Oleh Zulfata, Pendiri Sekolah Kita Menulis (SKM) Tebet, Jakarta Selatan |
OPINI - Percaya atau tidak, proses politik di Indonesia pascakemerdekaan penuh dengan kejanggalan. Kejanggalan ini dapat diintip dengan peristiwa lengsernya beberapa Presiden Republik Indonesia, serta arsitektur politik kolonial terus berlanjut hingga saat ini. Meski telah merdeka, Indonesia masih saja terbelenggu dengan namanya penjajahan akut yang menyusupi sistem dan kultur sosial-politik yang cenderung korup.
Proses politik dari hulu ke hilir yang sedang terjadi hari ini seakan telah memecahkan cermin sejarah politik Indonesia, sehingga wajah negara tampak seperti tak pernah belajar dari sejarahnya sendiri. Untuk itu tak berlebihan rasanya ketika mengatakan Indonesia hari ini bagai keledai yang jatuh di lubang yang sama. Kacaunya penegakan hukum, politik padat modal, pasar gelapnya tatanan ekonomi, kerdilnya kualitas pendidikan, liarnya pelayanan publik, hingga kompromi eksekutif, legislatif, yudikatif yang kemudian mengakibatkan semakin berbahayanya sistem politik Indonesia. Alahasi, penumpukan ketimpangan dari semua lini terus terjadi.
__________________________________________________
Soal 1:
Tentukan apakah setiap pernyataan berikut sesuai dengan petikan tentang proses politik Indonesia. Jawab ya atau tidak, lalu kutip kata-kata petikan yang menentukannya. (a) Indonesia hari ini diibaratkan seperti keledai yang jatuh di lubang yang sama. (b) Arsitektur politik kolonial sudah berakhir sejak Indonesia merdeka. (c) Penulis adalah pendiri Sekolah Kita Menulis di Bandung.
Soal 2:
Menurut petikan tentang proses politik Indonesia, seperti apa wajah negara tampak akibat proses politik yang terjadi hari ini?
Baris-baris data tidak berperan dalam soal ini.
__________________________________________________
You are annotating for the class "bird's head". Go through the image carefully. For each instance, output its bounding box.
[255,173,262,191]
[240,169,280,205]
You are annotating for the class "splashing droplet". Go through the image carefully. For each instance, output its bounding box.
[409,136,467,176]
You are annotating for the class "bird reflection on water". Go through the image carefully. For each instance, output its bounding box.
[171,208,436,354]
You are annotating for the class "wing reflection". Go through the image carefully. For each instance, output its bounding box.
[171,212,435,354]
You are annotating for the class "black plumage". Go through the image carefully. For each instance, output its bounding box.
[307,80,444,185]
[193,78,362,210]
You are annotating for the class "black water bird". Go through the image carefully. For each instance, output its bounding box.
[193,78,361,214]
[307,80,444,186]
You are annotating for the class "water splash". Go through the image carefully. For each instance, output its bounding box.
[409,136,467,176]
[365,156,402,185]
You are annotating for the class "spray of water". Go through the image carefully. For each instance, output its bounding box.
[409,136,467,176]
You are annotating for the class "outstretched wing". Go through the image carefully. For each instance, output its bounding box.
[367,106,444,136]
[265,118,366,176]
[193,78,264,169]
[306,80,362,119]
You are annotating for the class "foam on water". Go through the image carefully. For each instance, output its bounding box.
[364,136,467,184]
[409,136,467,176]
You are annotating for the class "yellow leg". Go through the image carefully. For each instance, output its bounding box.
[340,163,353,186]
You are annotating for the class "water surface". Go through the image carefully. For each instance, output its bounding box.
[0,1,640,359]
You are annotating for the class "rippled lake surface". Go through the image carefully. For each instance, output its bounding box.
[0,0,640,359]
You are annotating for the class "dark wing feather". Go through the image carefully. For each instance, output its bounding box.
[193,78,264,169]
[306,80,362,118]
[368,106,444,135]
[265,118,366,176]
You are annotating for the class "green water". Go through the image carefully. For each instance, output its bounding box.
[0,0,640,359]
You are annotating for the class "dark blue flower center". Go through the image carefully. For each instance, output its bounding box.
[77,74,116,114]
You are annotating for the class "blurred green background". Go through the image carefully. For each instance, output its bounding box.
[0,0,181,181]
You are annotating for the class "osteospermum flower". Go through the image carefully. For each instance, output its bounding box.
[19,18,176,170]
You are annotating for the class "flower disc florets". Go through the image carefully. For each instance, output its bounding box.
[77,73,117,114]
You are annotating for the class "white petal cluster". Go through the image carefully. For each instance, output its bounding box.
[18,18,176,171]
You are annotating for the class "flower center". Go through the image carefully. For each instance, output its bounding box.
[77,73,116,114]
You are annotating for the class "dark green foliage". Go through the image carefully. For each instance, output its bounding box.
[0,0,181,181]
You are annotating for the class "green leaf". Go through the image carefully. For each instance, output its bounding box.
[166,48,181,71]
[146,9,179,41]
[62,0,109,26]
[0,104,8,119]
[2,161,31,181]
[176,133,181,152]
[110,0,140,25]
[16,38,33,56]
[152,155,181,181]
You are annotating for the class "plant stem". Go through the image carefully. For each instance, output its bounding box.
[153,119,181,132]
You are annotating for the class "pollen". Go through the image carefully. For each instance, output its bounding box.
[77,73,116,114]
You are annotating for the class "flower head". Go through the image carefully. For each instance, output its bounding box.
__________________________________________________
Jawaban Lengkap 1:
(a) Ya: "Indonesia hari ini bagai keledai yang jatuh di lubang yang sama"
(b) Tidak: "arsitektur politik kolonial terus berlanjut hingga saat ini"
(c) Tidak: "Pendiri Sekolah Kita Menulis (SKM) Tebet, Jakarta Selatan"

Jawaban Lengkap 2:
Wajah negara tampak seperti tak pernah belajar dari sejarahnya sendiri.